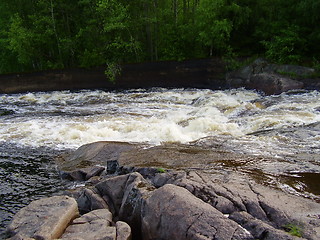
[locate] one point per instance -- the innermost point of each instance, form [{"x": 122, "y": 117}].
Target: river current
[{"x": 35, "y": 127}]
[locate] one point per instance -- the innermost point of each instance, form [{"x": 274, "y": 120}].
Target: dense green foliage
[{"x": 49, "y": 34}]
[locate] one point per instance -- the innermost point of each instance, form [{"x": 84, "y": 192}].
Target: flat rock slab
[
  {"x": 173, "y": 212},
  {"x": 95, "y": 225},
  {"x": 44, "y": 219}
]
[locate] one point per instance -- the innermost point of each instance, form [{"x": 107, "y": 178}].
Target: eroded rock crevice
[{"x": 146, "y": 203}]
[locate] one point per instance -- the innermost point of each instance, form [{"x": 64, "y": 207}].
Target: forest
[{"x": 56, "y": 34}]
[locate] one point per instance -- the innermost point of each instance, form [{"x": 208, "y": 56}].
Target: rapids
[{"x": 34, "y": 126}]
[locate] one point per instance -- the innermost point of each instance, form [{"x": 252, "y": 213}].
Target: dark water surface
[
  {"x": 36, "y": 127},
  {"x": 26, "y": 174}
]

== == ==

* **TO DO**: Copy out all the data exactly; skip the pictures.

* **SOLVED PROBLEM**:
[locate] one point per instance -- the innermost point of each instance, form [{"x": 122, "y": 117}].
Target: river current
[{"x": 35, "y": 127}]
[locate] one point per instance -- the innermost point of each instance, form [{"x": 274, "y": 120}].
Target: dense green foliage
[{"x": 49, "y": 34}]
[locate] one point per instance -- the innermost point of each instance, form [{"x": 84, "y": 192}].
Target: flat rock slab
[
  {"x": 173, "y": 212},
  {"x": 95, "y": 225},
  {"x": 44, "y": 219}
]
[locate] one point per instance -- the innermost point of each instance, form [{"x": 107, "y": 178}].
Target: eroded rock crevice
[{"x": 146, "y": 203}]
[locate] one point per instance -- the innermost point of each instance, form [{"x": 64, "y": 207}].
Target: forest
[{"x": 56, "y": 34}]
[locate] one point per instance -- the innermost point of each instance, form [{"x": 208, "y": 56}].
Target: rapids
[{"x": 34, "y": 126}]
[locate] one point per instance -- the innermost point of each instance, form [{"x": 252, "y": 213}].
Target: dark water surface
[
  {"x": 36, "y": 127},
  {"x": 26, "y": 174}
]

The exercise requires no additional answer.